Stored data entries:
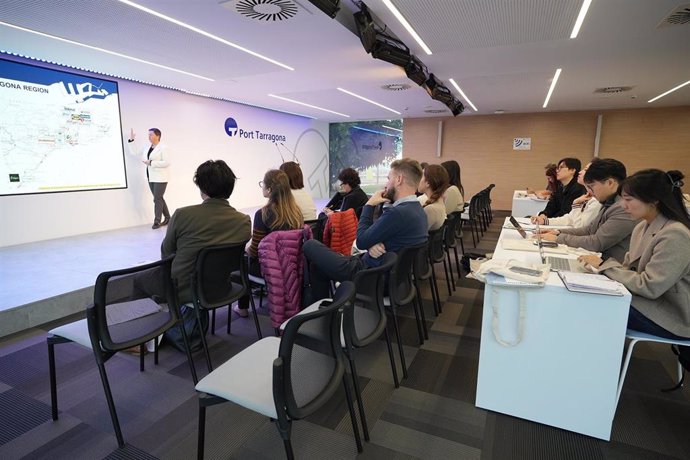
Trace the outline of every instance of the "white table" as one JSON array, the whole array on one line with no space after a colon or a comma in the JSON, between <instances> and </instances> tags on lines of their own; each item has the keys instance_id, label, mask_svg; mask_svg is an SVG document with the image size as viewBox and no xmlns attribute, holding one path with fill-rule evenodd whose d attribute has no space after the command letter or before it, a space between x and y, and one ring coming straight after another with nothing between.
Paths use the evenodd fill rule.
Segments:
<instances>
[{"instance_id":1,"label":"white table","mask_svg":"<svg viewBox=\"0 0 690 460\"><path fill-rule=\"evenodd\" d=\"M511 214L515 217L536 216L544 210L548 202L549 200L539 200L534 195L527 196L526 190L515 190Z\"/></svg>"},{"instance_id":2,"label":"white table","mask_svg":"<svg viewBox=\"0 0 690 460\"><path fill-rule=\"evenodd\" d=\"M507 222L507 220L506 220ZM536 252L502 249L494 258L539 263ZM484 293L476 405L484 409L609 440L616 411L631 296L573 293L552 273L543 288L522 288L524 334L508 348L492 331L492 304L504 341L517 337L517 289L487 285Z\"/></svg>"}]
</instances>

* **TASK ITEM**
The required result is the entries above, printed exactly from the first line through the line with "Paths use the evenodd fill rule.", pictures excluded.

* **OUTPUT**
Trace the outline of every instance of the "white table" as one JSON array, the whole array on one line with no space after a colon or a comma in the JSON, between <instances> and </instances> tags on lines of their own; each item has the keys instance_id, label, mask_svg; mask_svg is an SVG document with the image size as viewBox and no xmlns attribute, holding one path with fill-rule evenodd whose d attribute has no space after the command letter or before it, a space between x and y, and one ring coming straight after another with nothing between.
Paths use the evenodd fill rule.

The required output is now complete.